+++ ROWS +++

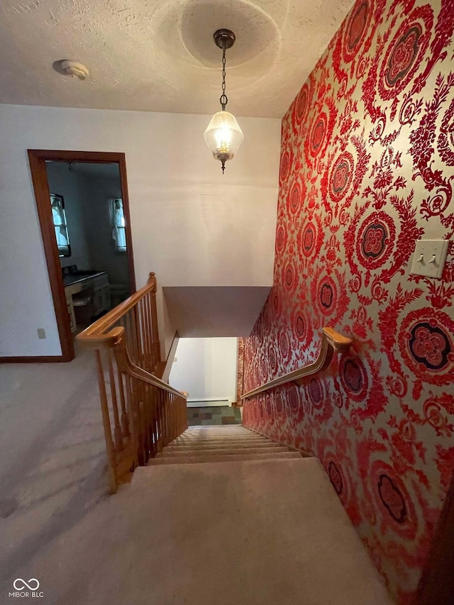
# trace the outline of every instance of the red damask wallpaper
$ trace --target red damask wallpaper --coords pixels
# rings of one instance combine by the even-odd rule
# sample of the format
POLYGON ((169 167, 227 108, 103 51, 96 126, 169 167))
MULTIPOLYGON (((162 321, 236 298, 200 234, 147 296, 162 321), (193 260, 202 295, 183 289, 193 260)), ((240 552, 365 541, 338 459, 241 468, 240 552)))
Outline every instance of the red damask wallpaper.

+++

> **TO DO**
Count the lines in the records that contain the word "wallpaper", and reply with only that number.

> **RESULT FOR THIS EXERCISE**
3